____ DATA FOR THIS TASK

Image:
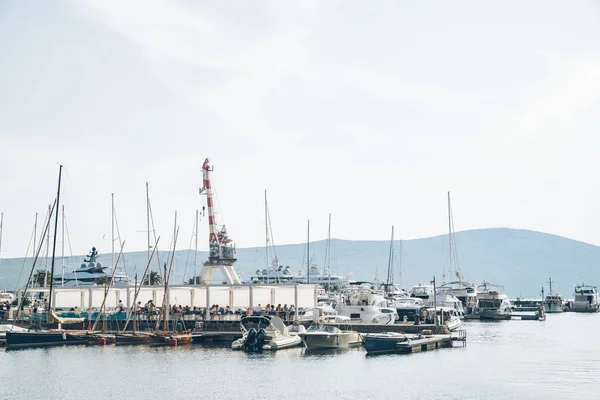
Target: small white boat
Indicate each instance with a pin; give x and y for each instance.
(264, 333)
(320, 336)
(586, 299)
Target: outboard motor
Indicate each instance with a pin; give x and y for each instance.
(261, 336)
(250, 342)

________
____ DATA FOR THIS TASK

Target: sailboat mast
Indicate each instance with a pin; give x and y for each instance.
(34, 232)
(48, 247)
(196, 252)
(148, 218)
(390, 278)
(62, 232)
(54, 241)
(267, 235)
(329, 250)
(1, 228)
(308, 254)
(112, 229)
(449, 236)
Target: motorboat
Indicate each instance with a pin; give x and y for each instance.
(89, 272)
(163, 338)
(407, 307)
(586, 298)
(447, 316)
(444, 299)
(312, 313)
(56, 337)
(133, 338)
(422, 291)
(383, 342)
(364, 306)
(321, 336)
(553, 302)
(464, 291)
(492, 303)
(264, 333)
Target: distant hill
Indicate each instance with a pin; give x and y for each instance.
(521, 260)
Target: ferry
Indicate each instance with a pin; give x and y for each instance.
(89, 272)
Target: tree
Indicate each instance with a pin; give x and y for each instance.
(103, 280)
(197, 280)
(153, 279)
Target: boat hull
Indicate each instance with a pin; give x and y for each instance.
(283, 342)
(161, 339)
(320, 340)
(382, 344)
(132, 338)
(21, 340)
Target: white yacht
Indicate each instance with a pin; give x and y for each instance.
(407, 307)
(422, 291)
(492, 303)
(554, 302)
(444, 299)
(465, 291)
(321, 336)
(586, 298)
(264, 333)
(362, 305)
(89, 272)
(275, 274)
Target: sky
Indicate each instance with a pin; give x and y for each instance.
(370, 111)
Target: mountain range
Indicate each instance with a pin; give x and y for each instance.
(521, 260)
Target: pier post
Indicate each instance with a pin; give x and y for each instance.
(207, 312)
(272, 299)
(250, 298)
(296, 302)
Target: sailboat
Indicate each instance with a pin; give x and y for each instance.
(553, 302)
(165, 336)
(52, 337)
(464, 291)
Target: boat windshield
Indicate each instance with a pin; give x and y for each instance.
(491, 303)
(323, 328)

________

Your reply should hold every line from the data that contains "sailboat", copied in full.

Target: sailboat mast
Target: sailboat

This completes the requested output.